INPUT START

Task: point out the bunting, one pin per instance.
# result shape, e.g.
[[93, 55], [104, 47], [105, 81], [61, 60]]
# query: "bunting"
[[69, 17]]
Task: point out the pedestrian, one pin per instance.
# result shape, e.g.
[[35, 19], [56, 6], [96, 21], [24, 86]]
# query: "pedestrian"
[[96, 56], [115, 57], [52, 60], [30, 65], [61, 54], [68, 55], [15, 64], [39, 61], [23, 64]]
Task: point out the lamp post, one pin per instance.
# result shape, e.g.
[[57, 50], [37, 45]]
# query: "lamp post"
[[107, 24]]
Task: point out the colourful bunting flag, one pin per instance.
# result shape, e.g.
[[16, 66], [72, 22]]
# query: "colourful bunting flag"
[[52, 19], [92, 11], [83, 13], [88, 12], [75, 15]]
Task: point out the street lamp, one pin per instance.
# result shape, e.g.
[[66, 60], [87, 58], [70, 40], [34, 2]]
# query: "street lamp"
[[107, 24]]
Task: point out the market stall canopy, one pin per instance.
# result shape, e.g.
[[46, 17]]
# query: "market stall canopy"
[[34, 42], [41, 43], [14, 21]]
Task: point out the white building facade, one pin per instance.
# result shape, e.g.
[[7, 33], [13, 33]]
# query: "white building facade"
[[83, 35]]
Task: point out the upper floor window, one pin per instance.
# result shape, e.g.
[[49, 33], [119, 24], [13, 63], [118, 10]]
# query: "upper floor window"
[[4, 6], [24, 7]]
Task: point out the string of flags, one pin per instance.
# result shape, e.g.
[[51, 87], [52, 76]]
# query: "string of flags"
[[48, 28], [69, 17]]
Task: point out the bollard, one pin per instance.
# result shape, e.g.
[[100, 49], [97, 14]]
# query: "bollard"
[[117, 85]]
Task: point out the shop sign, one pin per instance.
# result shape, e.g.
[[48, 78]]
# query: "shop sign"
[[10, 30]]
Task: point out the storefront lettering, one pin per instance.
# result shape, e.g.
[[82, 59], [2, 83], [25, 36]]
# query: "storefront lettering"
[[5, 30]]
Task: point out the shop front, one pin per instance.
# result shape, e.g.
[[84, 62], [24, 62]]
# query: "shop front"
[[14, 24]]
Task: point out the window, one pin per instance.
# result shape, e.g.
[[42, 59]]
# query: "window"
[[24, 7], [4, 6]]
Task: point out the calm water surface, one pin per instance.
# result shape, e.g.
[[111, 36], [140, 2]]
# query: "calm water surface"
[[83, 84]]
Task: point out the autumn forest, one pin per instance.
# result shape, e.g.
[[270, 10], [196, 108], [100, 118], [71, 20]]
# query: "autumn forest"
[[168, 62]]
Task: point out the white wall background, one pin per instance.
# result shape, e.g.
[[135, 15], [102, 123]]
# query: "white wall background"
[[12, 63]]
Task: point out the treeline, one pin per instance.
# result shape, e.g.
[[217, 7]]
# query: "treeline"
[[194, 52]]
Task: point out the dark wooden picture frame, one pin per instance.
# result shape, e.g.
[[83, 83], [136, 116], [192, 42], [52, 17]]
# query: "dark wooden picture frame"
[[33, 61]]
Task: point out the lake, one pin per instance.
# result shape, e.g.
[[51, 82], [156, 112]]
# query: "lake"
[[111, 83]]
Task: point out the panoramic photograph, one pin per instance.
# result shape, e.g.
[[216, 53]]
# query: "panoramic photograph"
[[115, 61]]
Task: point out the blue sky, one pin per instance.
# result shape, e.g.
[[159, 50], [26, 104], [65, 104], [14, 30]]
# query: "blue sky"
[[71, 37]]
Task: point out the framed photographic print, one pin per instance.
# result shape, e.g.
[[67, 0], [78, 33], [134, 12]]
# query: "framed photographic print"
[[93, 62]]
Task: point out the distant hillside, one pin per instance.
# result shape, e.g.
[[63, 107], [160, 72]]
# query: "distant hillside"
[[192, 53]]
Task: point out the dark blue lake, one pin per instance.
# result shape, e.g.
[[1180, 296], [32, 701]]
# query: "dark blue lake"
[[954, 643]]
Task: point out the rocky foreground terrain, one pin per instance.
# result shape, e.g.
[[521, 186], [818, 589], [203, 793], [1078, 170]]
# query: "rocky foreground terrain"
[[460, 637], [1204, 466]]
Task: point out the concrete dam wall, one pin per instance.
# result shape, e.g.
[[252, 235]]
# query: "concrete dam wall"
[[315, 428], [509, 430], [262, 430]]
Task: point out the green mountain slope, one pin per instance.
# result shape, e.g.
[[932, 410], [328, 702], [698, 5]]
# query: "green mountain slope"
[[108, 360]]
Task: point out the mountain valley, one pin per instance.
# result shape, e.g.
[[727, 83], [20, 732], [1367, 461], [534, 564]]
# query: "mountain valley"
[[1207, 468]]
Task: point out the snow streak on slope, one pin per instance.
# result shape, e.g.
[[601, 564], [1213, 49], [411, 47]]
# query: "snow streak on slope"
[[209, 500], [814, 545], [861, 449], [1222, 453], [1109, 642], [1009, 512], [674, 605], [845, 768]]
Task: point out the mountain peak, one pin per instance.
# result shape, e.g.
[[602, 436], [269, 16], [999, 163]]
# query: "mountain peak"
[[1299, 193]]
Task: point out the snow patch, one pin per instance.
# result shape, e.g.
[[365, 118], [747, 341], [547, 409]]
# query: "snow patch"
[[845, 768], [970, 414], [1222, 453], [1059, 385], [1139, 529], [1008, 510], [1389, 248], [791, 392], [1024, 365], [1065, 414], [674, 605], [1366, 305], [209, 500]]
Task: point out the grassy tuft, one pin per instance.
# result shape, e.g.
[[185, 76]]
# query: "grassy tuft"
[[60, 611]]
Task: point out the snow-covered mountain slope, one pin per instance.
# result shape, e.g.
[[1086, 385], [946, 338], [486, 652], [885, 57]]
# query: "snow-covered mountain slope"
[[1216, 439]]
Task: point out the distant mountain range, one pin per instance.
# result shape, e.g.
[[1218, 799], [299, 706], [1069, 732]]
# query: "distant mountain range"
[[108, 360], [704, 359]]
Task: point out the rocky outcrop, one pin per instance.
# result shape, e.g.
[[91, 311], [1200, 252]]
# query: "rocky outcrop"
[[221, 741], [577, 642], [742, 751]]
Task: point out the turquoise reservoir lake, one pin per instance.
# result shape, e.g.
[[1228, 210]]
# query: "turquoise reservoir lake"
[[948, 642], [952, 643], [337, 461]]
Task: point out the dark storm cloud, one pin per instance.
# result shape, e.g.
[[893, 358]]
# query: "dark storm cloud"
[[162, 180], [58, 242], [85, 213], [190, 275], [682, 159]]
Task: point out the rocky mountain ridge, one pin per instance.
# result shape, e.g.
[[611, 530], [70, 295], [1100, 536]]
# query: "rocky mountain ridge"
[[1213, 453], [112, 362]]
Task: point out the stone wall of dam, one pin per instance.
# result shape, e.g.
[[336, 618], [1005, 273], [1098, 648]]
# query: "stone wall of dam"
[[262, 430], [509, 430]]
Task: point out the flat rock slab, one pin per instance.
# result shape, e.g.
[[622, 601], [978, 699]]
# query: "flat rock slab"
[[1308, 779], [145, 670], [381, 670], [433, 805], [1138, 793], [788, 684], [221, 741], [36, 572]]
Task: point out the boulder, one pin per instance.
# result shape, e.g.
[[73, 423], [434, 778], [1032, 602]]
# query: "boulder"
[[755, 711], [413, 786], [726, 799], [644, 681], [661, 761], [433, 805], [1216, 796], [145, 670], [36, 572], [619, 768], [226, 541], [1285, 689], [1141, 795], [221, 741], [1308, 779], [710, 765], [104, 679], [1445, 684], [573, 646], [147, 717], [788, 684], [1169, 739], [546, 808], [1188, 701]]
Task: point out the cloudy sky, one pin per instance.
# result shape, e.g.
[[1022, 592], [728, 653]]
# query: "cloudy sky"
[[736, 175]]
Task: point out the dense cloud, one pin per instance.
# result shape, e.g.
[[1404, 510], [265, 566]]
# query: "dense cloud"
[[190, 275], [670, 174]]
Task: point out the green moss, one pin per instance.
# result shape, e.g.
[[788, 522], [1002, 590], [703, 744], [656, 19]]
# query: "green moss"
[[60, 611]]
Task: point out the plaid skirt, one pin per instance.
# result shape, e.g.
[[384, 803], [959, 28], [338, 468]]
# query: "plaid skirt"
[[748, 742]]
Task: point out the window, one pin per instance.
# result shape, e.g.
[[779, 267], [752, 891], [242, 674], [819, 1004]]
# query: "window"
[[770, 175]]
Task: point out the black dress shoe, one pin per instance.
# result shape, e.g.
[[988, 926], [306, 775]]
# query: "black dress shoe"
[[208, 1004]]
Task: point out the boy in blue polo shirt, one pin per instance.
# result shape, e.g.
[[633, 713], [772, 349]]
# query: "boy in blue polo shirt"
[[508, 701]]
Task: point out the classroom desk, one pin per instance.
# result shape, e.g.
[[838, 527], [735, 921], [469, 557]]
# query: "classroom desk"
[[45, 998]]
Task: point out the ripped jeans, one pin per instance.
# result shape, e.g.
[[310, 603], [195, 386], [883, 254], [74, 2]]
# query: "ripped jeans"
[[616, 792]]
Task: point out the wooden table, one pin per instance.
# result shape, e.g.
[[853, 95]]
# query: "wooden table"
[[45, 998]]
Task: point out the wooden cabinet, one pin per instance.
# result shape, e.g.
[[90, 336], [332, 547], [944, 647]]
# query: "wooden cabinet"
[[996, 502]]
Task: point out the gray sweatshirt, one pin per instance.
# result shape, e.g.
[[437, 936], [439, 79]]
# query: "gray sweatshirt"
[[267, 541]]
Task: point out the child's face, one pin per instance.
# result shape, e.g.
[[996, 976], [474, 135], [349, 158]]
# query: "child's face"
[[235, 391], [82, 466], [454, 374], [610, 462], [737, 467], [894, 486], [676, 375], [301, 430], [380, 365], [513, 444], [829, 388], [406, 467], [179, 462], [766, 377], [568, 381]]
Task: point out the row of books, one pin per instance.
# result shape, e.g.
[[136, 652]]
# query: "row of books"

INPUT END

▸ **ASSIGNMENT**
From the listing above, output exactly the run of lines that starts with the line containing "[[51, 87], [52, 76]]" and ends with the line containing "[[51, 82], [156, 112]]".

▸ **REPLY TO THE TASK**
[[51, 87], [52, 76]]
# query: "string of flags"
[[48, 28], [69, 17]]
Task: point out the bollard, one pin per instance.
# result shape, e.g.
[[100, 49], [97, 14]]
# query: "bollard"
[[117, 85]]
Task: point out the shop sign, one pin per instance.
# result shape, e.g.
[[48, 78]]
# query: "shop sign"
[[10, 30]]
Task: point out the storefront lettering, one pin per instance.
# result shape, e.g.
[[82, 59], [2, 83], [25, 36]]
# query: "storefront lettering"
[[5, 30]]
Task: point out the shop front, one pin per instance.
# result shape, e.g.
[[84, 62], [24, 62]]
# query: "shop front"
[[14, 24]]
Task: point out the window, one pin per instance.
# result shape, e.g.
[[42, 59]]
# query: "window"
[[24, 7], [4, 6]]
Task: point out the calm water surface, one pin per instance.
# result shape, e.g.
[[111, 36], [140, 2]]
# query: "calm water surface"
[[83, 84]]
Task: point out the autumn forest, one pin per instance.
# result shape, e.g.
[[270, 10], [196, 108], [100, 118], [71, 20]]
# query: "autumn forest"
[[168, 62]]
Task: point out the white wall background, one pin per instance.
# result shape, e.g.
[[135, 15], [102, 123]]
# query: "white wall background"
[[12, 63]]
Task: point out the treeline, one pin per instance.
# result shape, e.g.
[[217, 7]]
# query: "treeline"
[[194, 52]]
Task: point out the dark wooden picture frame, one pin per instance.
# result shape, e.g.
[[83, 83], [136, 116], [192, 42], [52, 17]]
# query: "dark wooden picture frame"
[[33, 61]]
Task: point out the lake, one pin per instance.
# result shape, e.g.
[[51, 82], [156, 112]]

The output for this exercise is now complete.